Saved data entries:
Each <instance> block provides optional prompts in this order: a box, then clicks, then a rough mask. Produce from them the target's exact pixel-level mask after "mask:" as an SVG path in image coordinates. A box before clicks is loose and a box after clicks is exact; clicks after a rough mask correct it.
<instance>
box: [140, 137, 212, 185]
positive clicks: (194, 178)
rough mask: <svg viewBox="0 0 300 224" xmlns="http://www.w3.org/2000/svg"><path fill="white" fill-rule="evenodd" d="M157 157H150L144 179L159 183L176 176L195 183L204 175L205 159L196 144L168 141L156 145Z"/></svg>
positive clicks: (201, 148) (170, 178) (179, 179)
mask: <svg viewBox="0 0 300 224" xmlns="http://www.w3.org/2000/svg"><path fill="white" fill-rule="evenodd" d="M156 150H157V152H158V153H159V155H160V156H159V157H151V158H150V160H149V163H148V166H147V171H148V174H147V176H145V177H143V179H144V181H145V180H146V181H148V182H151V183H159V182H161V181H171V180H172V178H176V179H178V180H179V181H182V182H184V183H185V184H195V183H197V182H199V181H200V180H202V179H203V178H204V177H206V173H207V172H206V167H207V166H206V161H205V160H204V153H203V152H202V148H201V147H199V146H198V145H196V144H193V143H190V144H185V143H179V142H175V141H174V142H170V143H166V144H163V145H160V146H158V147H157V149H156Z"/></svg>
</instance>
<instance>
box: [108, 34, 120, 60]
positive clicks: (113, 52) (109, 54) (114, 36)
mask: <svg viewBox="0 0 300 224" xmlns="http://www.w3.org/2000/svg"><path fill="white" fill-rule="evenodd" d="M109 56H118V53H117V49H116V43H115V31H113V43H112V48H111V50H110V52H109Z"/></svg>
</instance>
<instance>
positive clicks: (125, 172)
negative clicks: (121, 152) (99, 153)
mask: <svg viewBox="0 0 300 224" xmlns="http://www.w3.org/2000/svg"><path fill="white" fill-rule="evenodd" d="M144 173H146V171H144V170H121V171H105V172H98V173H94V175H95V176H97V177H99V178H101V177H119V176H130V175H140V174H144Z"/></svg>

* EXERCISE BRIEF *
Convert the saved data entries above into a Markdown table with the columns "Row" and "Line", giving each line its own numbered row and leaving out blank lines.

* WRITTEN SOLUTION *
| Row | Line |
|---|---|
| 1 | Each <instance> block provides optional prompts in this order: a box, then clicks, then a rough mask. Produce from them the target's exact pixel-level mask after "mask:" as an SVG path in image coordinates. A box before clicks is loose and a box after clicks is exact; clicks after a rough mask correct it. |
| 2 | <instance> |
| 3 | box: [140, 137, 212, 185] |
| 4 | positive clicks: (194, 178) |
| 5 | rough mask: <svg viewBox="0 0 300 224" xmlns="http://www.w3.org/2000/svg"><path fill="white" fill-rule="evenodd" d="M157 157H150L144 179L159 183L176 176L195 183L204 175L205 159L196 144L168 141L156 145Z"/></svg> |
| 6 | positive clicks: (201, 148) (170, 178) (179, 179) |
| 7 | mask: <svg viewBox="0 0 300 224" xmlns="http://www.w3.org/2000/svg"><path fill="white" fill-rule="evenodd" d="M156 150H157V152H158V153H159V155H160V156H159V157H151V158H150V160H149V163H148V166H147V171H148V174H147V176H145V177H143V179H144V181H145V180H146V181H148V182H151V183H159V182H161V181H171V180H172V178H176V179H178V180H179V181H182V182H184V183H185V184H195V183H197V182H199V181H200V180H202V179H203V178H204V177H206V173H207V172H206V167H207V166H206V161H205V160H204V153H203V152H202V148H201V147H199V146H198V145H196V144H193V143H190V144H185V143H179V142H175V141H174V142H170V143H166V144H163V145H160V146H158V147H157V149H156Z"/></svg> |
| 8 | </instance> |
| 9 | <instance> |
| 10 | box: [108, 34, 120, 60] |
| 11 | positive clicks: (113, 52) (109, 54) (114, 36) |
| 12 | mask: <svg viewBox="0 0 300 224" xmlns="http://www.w3.org/2000/svg"><path fill="white" fill-rule="evenodd" d="M109 56H118V53H117V49H116V43H115V31H113V43H112V48H111V50H110V52H109Z"/></svg> |
| 13 | </instance> |
| 14 | <instance> |
| 15 | positive clicks: (125, 172) |
| 16 | negative clicks: (121, 152) (99, 153) |
| 17 | mask: <svg viewBox="0 0 300 224" xmlns="http://www.w3.org/2000/svg"><path fill="white" fill-rule="evenodd" d="M144 173H146V171H144V170H121V171H105V172H98V173H94V175H95V176H97V177H99V178H101V177H119V176H130V175H140V174H144Z"/></svg> |